## Passage shown:
----------
The World Cup cometh

The U.S. may not survive the first round against Italy, the Czech Republic and Ghana. But nobody said getting respect on the global soccer stage was going to be easy.

By Andrew O'Hehir

Executive Editor

Published December 12, 2005 11:01AM (EST)

If 2002 was the year the United States team came of age in international soccer, that makes 2006 ... well, what, exactly? Based on the way things look following the draw for the '06 World Cup tournament -- conducted Friday night in Leipzig, Germany -- it might be the year they find out that being a grown-up sometimes involves getting your ass kicked and then acting philosophical about it afterward.

As anyone who even glanced at a sports section on Saturday already knows, the U.S. was drawn into a round-robin group that includes Italy, the Czech Republic and Ghana. This was pretty bleak news, on the face of it. The Italians and Czechs are two of Europe's (and hence the world's) best teams, and will be playing on their home continent before stadiums crammed with their supporters, chanting peculiar slogans and waving tribal banners. And while Ghana is a little-known nation in international soccer, many who follow the sport in Africa say it has recently assembled one of that continent's best teams. This may or may not be the "Group of Death," an unofficial label bestowed on the tournament's toughest group (and in case you were wondering, the German for that is "Todesgruppe"), but whichever way you slice it, it's a pretty dang tough slab of pie.

Only two of the four teams in each opening-round group advance to the next round, so to even approach their striking success of 2002 (when they reached the quarterfinals and outplayed Germany in a 1-0 loss), the Americans will need at least a win and a draw from these three games, plus a respectable defeat in the third game and a fair bit of luck. Of course I should exercise sportswriterly caution and say you never know, all 32 teams are good or they wouldn't have made it that far, etc. But it isn't a very likely scenario, and everyone knows it. The U.S. team has never won a World Cup game played in Europe, and its overall record on that continent is an appalling 11-33-6. Maybe those are negligible psychological factors, but when you're facing the smothering Italian defense or the physical, ball-control attack of the Czechs, they certainly don't help.
----------
## Requirements:
#1 Reproduce the portion of the World Cup article that opens with the words containing "The U.S. may" and closes with "about it afterward.".
#2 Answer these questions using the World Cup article.
(a) In which city was the draw for the 2006 tournament held?
(b) What German word does the article give for "Group of Death"?
(c) What is the U.S. team's overall record in Europe?
#3 Pick up the World Cup article after its final sentence and keep writing it.
The material that comes after the World Cup article stands apart from it.

(Location identification entries)
----------
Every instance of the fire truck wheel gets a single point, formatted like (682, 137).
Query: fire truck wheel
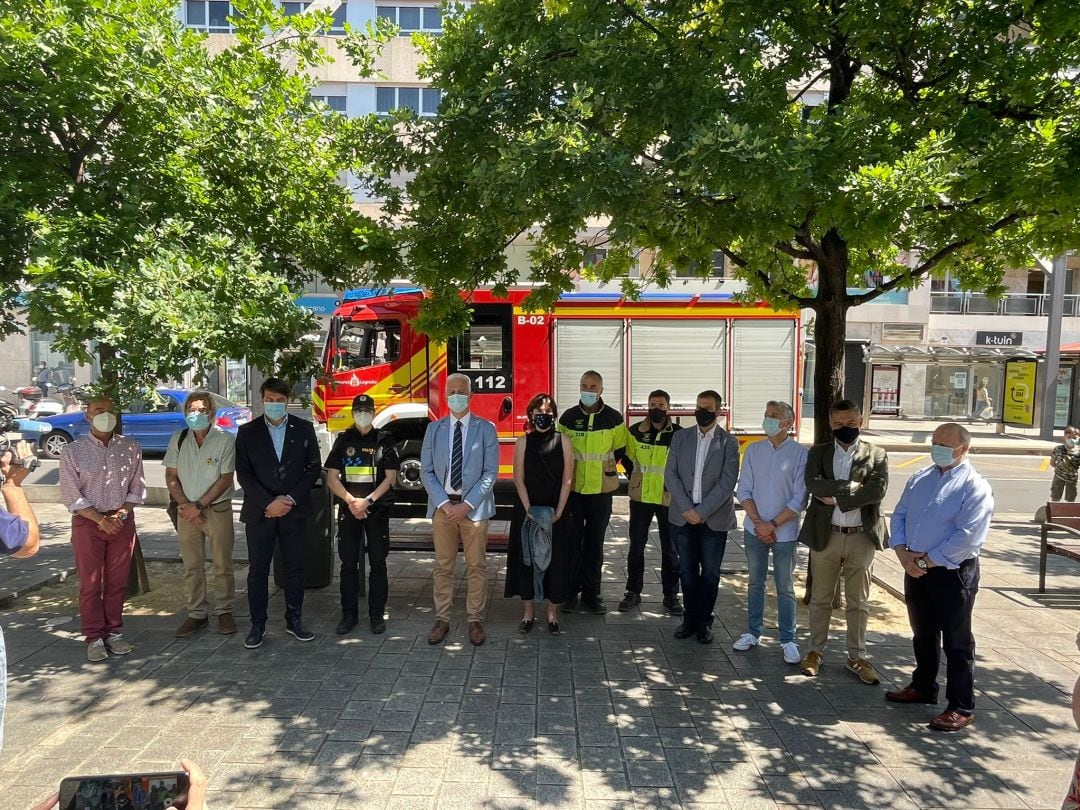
(408, 474)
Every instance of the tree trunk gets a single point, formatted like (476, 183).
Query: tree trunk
(831, 329)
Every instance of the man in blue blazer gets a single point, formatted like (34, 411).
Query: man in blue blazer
(701, 475)
(459, 462)
(278, 463)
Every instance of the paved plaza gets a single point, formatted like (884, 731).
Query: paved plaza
(612, 713)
----------
## Results by task:
#1
The U.S. may not survive the first round against Italy, the Czech Republic and Ghana. But nobody said getting respect on the global soccer stage was going to be easy.

By Andrew O'Hehir

Executive Editor

Published December 12, 2005 11:01AM (EST)

If 2002 was the year the United States team came of age in international soccer, that makes 2006 ... well, what, exactly? Based on the way things look following the draw for the '06 World Cup tournament -- conducted Friday night in Leipzig, Germany -- it might be the year they find out that being a grown-up sometimes involves getting your ass kicked and then acting philosophical about it afterward.

#2
(a) Leipzig, Germany.
(b) Todesgruppe.
(c) 11-33-6.

#3
Barely had the national-flag logos been posted on the wall in Leipzig before analysts started writing the Americans and Ghanaians out of the tournament. Brazilian coach Carlos Alberto Parreira even began musing about a second-round match against Italy or the Czechs, which assumes both that Brazil will win its group and that the U.S. (and Ghana) will be eliminated. In the world of soccer, only a Brazilian is entitled to that level of arrogance.

But steady on, Yank soccer fans. I feel your pain and I understand your near-constant yearning for reassurance. If this glass is half empty (OK, a lot closer to empty than to full), it still has some water in it. That water pretty much consists of respect, and if respect isn't going to get you a lengthy run in this tournament, it's still better than the alternative. The mere fact that some journalists have dubbed this the Group of Death signifies that after the shocks of '02, no one in the soccer world will ever take the U.S. team lightly again. A Group of Death, after all, has four good teams by definition, any of whom could conceivably beat any of the others.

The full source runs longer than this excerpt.